Trasfusione di sangue infetto: donna aspetta 44 anni per essere risarcita dallo Stato

Alla nascita avevano scoperto subito che era emofiliaca. L'avevano così trasferita da Reggio Emilia al Maggiore dove era stata sottoposta ad immediate trasfusioni. Si trattava però di sangue infetto: virus dell’epatite C. Non è una storia recente. La protagonista ha infatti ben 44 anni ed ora ha ottenuto il riconoscimento che attendeva dal 1973: ha infatti vinto in appello la causa contro il ministero della Salute e riceverà 112mila euro.
La signora, sposata e con un'occupazione stabile, contrasse infatti il virus Hcv a causa di quella trasfusione. Ora è in condizioni di salute abbastanza buone ma negli anni è stata costretta a sottoporsi a cicli di terapia con interferone e “c’è sempre il rischio – ha detto il perito – di ripresa della replica virale”. I giudici d’appello – presidente Maria Cristina Salvadori, estensore della sentenza Luciano Varotti già giudice fallimentare a Reggio – hanno ribaltato la sentenza emessa a suo tempo dal tribunale di Bologna.

> _Informazioni estratte_

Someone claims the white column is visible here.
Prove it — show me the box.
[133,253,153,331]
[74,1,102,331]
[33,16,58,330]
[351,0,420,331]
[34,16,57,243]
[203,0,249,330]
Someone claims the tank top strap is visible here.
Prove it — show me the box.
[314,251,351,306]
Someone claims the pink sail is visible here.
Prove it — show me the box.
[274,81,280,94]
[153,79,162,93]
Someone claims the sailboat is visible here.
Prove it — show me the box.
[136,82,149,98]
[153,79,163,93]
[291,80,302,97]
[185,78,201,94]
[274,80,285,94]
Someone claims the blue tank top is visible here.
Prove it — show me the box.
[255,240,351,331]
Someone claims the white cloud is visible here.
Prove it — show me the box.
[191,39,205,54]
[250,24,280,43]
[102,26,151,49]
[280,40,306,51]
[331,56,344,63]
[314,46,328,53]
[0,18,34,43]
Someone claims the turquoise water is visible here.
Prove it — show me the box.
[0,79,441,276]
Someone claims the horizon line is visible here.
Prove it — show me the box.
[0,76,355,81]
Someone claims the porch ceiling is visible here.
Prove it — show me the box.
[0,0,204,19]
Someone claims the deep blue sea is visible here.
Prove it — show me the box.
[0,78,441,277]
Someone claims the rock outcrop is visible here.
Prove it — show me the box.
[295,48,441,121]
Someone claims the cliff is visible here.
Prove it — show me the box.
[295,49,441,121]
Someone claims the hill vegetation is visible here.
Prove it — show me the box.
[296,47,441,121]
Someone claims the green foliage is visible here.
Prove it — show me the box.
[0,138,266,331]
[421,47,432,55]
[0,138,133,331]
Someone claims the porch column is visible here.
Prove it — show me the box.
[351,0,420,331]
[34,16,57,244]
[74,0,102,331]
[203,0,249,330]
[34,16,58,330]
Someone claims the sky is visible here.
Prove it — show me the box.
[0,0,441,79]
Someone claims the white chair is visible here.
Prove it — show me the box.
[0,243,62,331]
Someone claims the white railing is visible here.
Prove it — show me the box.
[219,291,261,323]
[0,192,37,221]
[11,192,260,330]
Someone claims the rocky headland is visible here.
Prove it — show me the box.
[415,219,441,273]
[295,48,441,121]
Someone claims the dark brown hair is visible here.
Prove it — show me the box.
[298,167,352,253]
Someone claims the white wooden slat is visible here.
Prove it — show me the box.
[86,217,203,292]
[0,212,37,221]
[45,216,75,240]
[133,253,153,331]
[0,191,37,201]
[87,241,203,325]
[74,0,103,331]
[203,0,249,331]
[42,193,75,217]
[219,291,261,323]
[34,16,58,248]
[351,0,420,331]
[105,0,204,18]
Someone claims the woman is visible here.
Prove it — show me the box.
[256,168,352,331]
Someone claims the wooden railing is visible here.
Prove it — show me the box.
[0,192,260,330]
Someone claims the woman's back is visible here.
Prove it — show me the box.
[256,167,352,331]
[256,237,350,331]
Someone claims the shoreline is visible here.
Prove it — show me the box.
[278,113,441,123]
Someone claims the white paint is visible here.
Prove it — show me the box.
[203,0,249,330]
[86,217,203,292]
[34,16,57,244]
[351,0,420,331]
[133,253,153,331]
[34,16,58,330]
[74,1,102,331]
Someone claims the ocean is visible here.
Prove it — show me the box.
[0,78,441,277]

> _Attività 1_
Traduci in inglese questa frase dell'articolo sulla trasfusione di sangue infetto: «Si trattava però di sangue infetto: virus dell’epatite C.»
> _Attività 2_
Prosegui l'articolo sulla trasfusione di sangue infetto partendo dopo l'ultima frase riportata.

> _Risposta 1_
However, it was infected blood: hepatitis C virus.

> _Risposta 2_
Come evidenzia Il Resto Del Carlino, per i giudici è stato decisivo che il fatto che il ministero già dal 1967 avesse obblighi dettagliati dallo Stato sul controllo del sangue, e quindi va ritenuto responsabile perché “ha accresciuto il rischio di contagio” non adoperandosi per la verifica dei donatori tramite il controllo delle transaminasi, il cui alto valore avrebbe messo in guardia sulla presenza di un danno epatico. Oggi è possibile individuare il virus C dell’epatite con una probabilità vicina al cento per cento.